Task data:

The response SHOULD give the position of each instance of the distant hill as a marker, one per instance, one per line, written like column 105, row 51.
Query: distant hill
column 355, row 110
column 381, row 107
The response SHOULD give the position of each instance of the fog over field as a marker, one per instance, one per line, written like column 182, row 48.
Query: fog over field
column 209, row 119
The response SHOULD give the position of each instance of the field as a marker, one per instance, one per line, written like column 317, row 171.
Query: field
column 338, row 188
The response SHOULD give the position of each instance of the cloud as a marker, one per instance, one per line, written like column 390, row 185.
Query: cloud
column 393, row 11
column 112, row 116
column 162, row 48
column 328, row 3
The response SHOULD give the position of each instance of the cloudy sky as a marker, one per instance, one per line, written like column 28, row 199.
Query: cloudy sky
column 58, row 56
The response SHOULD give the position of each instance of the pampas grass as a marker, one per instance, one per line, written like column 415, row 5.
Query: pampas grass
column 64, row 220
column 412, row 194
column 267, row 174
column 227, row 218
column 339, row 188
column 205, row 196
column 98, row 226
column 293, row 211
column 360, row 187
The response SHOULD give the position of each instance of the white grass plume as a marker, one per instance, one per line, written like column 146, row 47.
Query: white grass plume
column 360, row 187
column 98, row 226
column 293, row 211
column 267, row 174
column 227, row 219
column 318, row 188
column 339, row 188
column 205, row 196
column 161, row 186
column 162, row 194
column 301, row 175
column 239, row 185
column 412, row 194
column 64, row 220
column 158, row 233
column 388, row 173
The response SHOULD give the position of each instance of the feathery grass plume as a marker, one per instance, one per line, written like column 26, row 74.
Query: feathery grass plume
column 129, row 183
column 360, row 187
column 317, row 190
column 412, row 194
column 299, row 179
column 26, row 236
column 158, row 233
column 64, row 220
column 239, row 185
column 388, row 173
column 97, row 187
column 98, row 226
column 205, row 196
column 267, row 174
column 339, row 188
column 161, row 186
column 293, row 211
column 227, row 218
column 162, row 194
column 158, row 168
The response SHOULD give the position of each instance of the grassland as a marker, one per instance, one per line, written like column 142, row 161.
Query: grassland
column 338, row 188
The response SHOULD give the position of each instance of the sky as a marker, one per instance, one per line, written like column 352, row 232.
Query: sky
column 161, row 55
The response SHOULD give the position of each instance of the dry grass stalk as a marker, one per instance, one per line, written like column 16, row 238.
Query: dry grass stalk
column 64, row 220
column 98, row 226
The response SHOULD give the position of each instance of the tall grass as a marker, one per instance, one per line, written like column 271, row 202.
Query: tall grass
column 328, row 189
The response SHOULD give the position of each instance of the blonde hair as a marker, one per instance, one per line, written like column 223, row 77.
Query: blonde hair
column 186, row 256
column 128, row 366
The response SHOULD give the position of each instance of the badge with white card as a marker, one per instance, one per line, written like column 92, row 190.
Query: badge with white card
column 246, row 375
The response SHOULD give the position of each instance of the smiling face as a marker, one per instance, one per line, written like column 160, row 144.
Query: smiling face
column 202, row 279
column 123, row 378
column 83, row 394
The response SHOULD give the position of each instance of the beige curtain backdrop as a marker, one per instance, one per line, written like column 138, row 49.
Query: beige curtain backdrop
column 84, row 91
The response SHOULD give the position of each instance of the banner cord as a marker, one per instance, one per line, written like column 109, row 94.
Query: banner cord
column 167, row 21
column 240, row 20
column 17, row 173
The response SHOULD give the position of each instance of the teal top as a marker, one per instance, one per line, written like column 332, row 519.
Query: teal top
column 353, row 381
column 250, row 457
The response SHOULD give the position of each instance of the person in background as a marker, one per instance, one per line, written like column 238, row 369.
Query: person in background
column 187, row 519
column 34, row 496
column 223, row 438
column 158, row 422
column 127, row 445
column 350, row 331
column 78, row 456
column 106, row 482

Task brief:
Copy exactly. Start at the line containing "223, row 77." and continue through the last line of the records.

The answer:
The response SHOULD give the position of each instance of the blonde hair as a marker, one per instance, one per line, written like column 223, row 77.
Query: blonde hair
column 186, row 256
column 128, row 366
The response SHOULD give the position of each instance of the badge with white card as a marker, one per instance, one per line, written like column 92, row 190.
Query: badge with white card
column 246, row 375
The response SHOULD give the position of each instance of the smiling face as a marker, one per instance, one per line, written like column 160, row 144.
Query: smiling face
column 202, row 279
column 123, row 378
column 83, row 394
The response SHOULD give the position of each instance of the beige curtain backdrop as a marker, one per instance, one per line, written like column 138, row 49.
Query: beige curtain backdrop
column 84, row 91
The response SHOULD give the position of each instance of the banner cord as a marker, one per instance, one per line, written like column 109, row 94.
Query: banner cord
column 167, row 21
column 240, row 20
column 17, row 173
The response SHOULD give the position of each instance of the teal top as a marker, one per instance, one per line, written like column 332, row 519.
Query: teal top
column 353, row 381
column 250, row 457
The response SHOULD give the position of each instance of the person in background as a marker, one per instance, one per line, written like column 238, row 369.
Query: person in background
column 187, row 519
column 34, row 496
column 223, row 438
column 158, row 422
column 127, row 445
column 350, row 331
column 78, row 456
column 106, row 482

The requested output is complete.